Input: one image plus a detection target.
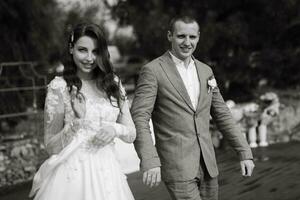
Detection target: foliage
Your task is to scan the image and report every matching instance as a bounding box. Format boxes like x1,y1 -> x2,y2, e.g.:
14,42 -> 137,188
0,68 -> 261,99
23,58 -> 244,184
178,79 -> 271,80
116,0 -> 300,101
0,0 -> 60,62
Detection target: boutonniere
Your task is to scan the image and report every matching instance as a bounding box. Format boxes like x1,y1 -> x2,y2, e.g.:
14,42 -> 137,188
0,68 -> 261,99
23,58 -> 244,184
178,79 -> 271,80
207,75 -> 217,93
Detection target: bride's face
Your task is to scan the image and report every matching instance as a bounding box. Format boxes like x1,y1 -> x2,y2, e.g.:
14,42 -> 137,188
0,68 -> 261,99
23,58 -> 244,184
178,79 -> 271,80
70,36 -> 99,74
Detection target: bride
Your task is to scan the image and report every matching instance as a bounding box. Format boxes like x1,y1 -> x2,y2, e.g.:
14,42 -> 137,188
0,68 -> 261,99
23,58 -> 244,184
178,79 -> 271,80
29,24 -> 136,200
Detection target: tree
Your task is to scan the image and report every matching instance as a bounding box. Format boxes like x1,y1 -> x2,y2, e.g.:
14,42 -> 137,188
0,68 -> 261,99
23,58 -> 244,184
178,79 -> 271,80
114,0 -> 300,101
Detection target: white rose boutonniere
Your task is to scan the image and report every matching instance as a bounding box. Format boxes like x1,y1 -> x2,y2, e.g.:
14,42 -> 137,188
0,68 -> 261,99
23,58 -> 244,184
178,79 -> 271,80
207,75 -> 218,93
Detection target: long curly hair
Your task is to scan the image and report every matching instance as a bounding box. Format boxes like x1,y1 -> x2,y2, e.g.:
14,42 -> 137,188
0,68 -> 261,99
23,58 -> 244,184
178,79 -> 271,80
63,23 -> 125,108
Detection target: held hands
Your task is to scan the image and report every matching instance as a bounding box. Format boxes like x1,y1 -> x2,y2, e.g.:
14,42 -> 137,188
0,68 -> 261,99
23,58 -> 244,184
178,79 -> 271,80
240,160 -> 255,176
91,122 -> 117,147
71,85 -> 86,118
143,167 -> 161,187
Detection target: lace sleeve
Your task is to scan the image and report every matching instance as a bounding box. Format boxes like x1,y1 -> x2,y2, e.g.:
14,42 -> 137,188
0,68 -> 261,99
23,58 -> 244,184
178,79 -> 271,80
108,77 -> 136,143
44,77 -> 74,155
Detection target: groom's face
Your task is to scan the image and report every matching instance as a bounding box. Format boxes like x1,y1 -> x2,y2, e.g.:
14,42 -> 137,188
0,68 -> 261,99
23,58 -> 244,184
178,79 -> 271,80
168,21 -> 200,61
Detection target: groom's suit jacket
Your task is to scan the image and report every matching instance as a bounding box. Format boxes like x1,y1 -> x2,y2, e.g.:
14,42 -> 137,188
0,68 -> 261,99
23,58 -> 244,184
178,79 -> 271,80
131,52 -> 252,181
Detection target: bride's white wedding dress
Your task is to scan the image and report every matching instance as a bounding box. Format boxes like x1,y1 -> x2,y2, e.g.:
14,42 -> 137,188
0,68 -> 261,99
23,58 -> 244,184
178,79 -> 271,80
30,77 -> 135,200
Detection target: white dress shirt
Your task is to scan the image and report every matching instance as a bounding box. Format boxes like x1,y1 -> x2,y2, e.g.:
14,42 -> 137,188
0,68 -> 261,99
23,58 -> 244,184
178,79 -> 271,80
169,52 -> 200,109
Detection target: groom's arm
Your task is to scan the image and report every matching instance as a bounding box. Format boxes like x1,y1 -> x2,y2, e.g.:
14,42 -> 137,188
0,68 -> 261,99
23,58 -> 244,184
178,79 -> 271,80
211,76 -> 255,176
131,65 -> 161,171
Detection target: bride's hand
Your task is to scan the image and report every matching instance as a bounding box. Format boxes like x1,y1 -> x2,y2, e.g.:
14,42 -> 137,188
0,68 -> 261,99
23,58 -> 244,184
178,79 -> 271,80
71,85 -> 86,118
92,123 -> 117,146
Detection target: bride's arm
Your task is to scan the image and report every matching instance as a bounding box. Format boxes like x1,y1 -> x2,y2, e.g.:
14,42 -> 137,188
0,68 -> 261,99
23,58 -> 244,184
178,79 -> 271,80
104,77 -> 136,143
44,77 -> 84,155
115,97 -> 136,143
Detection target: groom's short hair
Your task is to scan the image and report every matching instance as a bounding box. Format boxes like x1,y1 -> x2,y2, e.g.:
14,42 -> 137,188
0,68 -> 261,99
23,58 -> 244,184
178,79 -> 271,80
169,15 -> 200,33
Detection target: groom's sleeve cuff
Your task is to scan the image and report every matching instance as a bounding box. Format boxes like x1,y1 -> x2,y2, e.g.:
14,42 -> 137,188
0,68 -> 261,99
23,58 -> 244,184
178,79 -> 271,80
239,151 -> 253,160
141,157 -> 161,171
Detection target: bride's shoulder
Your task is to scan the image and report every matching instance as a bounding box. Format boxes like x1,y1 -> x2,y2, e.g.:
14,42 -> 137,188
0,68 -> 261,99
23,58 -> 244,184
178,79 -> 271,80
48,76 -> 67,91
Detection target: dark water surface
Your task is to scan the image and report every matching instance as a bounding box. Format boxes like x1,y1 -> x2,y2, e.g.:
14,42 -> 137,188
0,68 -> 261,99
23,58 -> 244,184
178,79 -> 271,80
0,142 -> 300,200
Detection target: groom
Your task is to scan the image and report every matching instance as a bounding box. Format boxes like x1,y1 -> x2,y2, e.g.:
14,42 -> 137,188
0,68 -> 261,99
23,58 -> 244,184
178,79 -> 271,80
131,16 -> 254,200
☆ ☆ ☆ ☆
- TASK -
Format the material above as a Markdown table with the columns Row and Line, covering only the part from its first line to the line with "207,75 -> 218,93". Number the rows in order, skip blank lines, and leave out the pictures.

- FINAL RESULT -
| Row | Line |
|---|---|
| 1 | Input: one image plus a detection target. |
| 2 | Detection target: foliage |
| 3 | Your task is to scan the image and report every matching instance as a bounding box. Format boxes like x1,y1 -> x2,y2, e.g.: |
| 4 | 14,42 -> 137,188 |
| 5 | 0,68 -> 261,99 |
| 6 | 23,58 -> 244,184 |
| 7 | 178,79 -> 271,80 |
| 8 | 116,0 -> 300,101 |
| 9 | 0,0 -> 60,62 |
| 10 | Detection target: boutonniere |
| 11 | Your task is to scan the image and report every matching instance as a bounding box. Format boxes like x1,y1 -> x2,y2, e.g.: |
| 12 | 14,42 -> 137,188 |
| 13 | 0,68 -> 261,99 |
| 14 | 23,58 -> 244,184 |
| 15 | 178,79 -> 271,80 |
| 16 | 207,75 -> 217,93 |
| 17 | Detection target: bride's face |
| 18 | Your task is to scan the image and report every matching instance as a bounding box. Format boxes like x1,y1 -> x2,y2, e.g.: |
| 19 | 14,42 -> 137,188 |
| 20 | 0,68 -> 261,99 |
| 21 | 23,58 -> 244,184 |
| 22 | 178,79 -> 271,80 |
| 23 | 70,36 -> 99,74 |
| 24 | Detection target: bride |
| 25 | Your task is to scan the image and report every matching instance as a bounding box. Format boxes like x1,y1 -> x2,y2, e.g.: |
| 26 | 14,42 -> 137,188 |
| 27 | 0,68 -> 261,99 |
| 28 | 23,58 -> 244,184 |
| 29 | 178,79 -> 271,80 |
| 30 | 29,24 -> 136,200 |
| 31 | Detection target: tree |
| 32 | Your task is to scan the image and report every matching instance as a bounding box. Format boxes like x1,y1 -> x2,y2, e.g.: |
| 33 | 14,42 -> 137,188 |
| 34 | 0,68 -> 261,99 |
| 35 | 23,58 -> 244,184 |
| 36 | 178,79 -> 271,80 |
| 37 | 114,0 -> 300,101 |
| 38 | Detection target: white rose boutonniere |
| 39 | Your task is to scan the image and report every matching instance as a bounding box. Format boxes like x1,y1 -> x2,y2, e.g.: |
| 40 | 14,42 -> 137,188 |
| 41 | 0,68 -> 261,99 |
| 42 | 23,58 -> 244,184 |
| 43 | 178,79 -> 271,80 |
| 44 | 207,75 -> 218,93 |